## Exercise instructions
Below are the records. Restate word for word every line from the one that contains "In this exercise you will mark the soccer" through the final line, both included.

(Collection entries)

⟨

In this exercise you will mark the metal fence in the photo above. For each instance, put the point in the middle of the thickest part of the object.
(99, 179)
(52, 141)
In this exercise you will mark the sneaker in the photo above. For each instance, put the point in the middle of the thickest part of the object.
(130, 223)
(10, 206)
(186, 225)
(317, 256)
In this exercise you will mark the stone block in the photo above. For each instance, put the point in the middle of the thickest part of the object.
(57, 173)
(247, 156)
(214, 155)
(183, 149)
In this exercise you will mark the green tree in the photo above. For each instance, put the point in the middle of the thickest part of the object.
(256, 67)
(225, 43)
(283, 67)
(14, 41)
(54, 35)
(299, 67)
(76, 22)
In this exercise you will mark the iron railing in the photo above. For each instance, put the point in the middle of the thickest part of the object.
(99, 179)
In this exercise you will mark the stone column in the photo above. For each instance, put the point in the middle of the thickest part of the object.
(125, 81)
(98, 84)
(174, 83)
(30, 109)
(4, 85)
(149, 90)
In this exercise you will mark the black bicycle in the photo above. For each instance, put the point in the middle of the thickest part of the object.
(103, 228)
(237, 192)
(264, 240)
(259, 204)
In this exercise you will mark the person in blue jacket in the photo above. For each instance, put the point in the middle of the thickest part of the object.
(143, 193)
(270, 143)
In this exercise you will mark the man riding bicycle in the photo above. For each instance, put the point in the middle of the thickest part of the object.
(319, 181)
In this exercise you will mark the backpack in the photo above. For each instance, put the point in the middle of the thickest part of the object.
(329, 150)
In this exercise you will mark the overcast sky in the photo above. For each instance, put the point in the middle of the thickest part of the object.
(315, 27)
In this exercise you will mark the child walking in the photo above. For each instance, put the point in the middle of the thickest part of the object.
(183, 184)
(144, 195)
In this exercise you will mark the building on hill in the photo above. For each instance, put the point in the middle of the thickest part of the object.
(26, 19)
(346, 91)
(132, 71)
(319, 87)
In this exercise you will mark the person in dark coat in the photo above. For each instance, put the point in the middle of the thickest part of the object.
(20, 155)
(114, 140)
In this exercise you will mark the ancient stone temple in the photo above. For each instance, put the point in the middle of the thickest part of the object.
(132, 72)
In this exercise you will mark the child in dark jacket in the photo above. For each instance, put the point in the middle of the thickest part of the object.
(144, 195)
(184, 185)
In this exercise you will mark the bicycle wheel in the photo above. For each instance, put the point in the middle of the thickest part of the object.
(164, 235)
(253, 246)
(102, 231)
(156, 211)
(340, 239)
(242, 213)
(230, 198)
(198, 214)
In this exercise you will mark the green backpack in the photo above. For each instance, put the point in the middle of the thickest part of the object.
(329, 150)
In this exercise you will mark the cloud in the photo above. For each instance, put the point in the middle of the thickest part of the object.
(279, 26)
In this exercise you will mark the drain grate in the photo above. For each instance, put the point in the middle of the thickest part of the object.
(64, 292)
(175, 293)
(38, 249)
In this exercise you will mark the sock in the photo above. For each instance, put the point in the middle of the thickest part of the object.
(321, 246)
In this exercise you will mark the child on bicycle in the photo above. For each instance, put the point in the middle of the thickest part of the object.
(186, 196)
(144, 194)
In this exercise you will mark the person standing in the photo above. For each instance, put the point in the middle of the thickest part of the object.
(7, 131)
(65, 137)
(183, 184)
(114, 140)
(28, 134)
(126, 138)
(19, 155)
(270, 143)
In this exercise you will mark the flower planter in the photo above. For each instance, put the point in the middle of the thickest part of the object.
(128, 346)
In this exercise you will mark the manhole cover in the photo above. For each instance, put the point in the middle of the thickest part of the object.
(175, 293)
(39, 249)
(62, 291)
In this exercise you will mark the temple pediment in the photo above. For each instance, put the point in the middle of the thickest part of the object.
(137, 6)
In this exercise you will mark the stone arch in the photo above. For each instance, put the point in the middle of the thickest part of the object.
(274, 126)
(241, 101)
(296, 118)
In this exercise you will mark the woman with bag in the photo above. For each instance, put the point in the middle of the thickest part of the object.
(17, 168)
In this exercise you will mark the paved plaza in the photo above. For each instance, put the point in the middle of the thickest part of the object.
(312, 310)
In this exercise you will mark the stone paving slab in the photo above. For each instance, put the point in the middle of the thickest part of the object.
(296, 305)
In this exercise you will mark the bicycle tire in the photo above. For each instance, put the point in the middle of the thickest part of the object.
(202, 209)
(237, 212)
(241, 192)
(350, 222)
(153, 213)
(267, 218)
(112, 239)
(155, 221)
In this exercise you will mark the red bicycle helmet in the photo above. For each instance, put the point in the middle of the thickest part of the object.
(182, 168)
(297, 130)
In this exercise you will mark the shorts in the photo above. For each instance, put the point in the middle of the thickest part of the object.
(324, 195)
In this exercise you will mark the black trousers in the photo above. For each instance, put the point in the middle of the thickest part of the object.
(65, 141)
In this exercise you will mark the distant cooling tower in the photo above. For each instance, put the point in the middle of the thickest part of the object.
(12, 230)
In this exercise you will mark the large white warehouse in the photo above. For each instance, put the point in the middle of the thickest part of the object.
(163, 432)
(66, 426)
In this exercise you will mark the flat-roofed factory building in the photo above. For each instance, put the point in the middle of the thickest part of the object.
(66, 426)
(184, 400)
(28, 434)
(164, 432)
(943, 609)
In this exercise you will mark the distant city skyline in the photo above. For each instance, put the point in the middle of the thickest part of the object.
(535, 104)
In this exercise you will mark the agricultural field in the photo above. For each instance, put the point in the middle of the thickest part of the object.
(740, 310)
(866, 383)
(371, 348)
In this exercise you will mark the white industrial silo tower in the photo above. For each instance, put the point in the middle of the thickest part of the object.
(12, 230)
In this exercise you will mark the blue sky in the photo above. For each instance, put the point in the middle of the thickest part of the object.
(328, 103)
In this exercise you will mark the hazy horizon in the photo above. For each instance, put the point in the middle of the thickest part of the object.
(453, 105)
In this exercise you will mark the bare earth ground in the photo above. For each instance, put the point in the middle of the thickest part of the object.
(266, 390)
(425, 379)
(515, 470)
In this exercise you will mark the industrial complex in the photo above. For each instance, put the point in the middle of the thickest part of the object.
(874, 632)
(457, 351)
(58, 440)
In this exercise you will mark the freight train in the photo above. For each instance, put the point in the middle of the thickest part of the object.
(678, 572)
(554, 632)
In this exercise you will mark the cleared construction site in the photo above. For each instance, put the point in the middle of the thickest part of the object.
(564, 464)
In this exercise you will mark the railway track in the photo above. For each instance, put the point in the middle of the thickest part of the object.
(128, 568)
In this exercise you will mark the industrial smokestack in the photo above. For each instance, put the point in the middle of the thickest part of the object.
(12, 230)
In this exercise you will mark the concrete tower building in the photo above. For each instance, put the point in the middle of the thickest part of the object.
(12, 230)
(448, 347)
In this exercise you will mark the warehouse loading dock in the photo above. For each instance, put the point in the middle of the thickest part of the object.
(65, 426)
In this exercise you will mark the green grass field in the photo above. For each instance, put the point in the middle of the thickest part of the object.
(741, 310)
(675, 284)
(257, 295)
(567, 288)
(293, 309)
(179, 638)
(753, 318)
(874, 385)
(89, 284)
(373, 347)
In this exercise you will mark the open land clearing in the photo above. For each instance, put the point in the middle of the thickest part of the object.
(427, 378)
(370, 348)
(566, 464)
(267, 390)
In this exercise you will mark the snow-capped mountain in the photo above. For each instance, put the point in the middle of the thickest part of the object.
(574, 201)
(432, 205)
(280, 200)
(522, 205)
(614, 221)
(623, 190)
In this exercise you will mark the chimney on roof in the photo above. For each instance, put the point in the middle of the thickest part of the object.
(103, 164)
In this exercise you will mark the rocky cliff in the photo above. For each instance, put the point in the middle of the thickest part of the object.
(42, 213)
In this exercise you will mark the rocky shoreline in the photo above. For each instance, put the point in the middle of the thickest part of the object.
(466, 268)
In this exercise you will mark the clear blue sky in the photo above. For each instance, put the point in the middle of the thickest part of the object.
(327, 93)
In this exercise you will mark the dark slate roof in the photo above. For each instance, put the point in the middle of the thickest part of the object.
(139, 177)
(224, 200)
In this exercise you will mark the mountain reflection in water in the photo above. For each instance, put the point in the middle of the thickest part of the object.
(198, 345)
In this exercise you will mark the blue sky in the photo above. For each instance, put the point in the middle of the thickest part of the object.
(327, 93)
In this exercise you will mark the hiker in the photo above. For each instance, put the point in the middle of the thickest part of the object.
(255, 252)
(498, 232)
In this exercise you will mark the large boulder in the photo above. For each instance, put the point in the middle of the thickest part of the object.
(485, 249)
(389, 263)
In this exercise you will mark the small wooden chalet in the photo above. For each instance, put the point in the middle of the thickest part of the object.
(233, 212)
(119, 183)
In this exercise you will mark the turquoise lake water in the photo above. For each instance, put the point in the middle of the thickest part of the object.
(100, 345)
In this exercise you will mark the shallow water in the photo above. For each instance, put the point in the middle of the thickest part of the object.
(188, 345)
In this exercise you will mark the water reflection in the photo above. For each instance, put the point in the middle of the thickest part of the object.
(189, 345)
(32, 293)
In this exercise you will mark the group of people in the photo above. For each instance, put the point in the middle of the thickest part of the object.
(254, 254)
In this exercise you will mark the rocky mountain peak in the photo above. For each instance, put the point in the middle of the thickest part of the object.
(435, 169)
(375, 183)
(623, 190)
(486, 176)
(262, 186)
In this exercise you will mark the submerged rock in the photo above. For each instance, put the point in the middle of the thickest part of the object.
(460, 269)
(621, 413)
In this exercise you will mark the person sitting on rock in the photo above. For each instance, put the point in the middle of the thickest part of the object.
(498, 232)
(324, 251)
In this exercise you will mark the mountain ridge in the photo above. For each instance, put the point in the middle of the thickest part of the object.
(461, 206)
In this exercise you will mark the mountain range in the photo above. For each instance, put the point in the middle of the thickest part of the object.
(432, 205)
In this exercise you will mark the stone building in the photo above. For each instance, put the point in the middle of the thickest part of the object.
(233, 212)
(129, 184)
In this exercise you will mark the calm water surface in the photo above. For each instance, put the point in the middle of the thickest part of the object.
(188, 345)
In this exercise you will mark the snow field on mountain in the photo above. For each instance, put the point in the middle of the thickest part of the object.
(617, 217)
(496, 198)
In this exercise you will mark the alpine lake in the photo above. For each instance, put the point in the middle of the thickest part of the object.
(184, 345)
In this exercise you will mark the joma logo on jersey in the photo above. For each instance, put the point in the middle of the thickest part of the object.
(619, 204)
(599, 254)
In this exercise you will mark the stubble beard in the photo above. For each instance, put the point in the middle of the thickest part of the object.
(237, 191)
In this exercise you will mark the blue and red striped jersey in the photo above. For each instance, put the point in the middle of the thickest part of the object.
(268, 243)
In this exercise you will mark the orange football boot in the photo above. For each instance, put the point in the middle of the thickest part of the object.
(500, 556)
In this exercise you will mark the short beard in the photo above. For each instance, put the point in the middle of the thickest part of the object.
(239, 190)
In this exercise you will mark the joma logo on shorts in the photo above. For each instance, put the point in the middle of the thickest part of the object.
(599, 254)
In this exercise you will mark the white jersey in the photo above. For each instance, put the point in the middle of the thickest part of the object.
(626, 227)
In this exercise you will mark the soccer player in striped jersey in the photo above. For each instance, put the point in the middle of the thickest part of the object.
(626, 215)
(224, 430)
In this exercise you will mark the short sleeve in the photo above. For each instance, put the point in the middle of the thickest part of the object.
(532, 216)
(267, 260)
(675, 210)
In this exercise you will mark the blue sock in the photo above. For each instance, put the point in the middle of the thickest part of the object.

⟩

## Exercise answer
In this exercise you will mark the soccer player in striped jersey in the photo above. For each instance, put the point in the middle of the thickest part of the object.
(626, 215)
(224, 430)
In this exercise you will mark the short sleeve in the photo above. For each instance, put the point in the middle of the thickest part of the object.
(532, 216)
(267, 260)
(675, 210)
In this exercise you will mark the blue sock in the photo above. For each instance, put the point in the middle of the thickest part of the object.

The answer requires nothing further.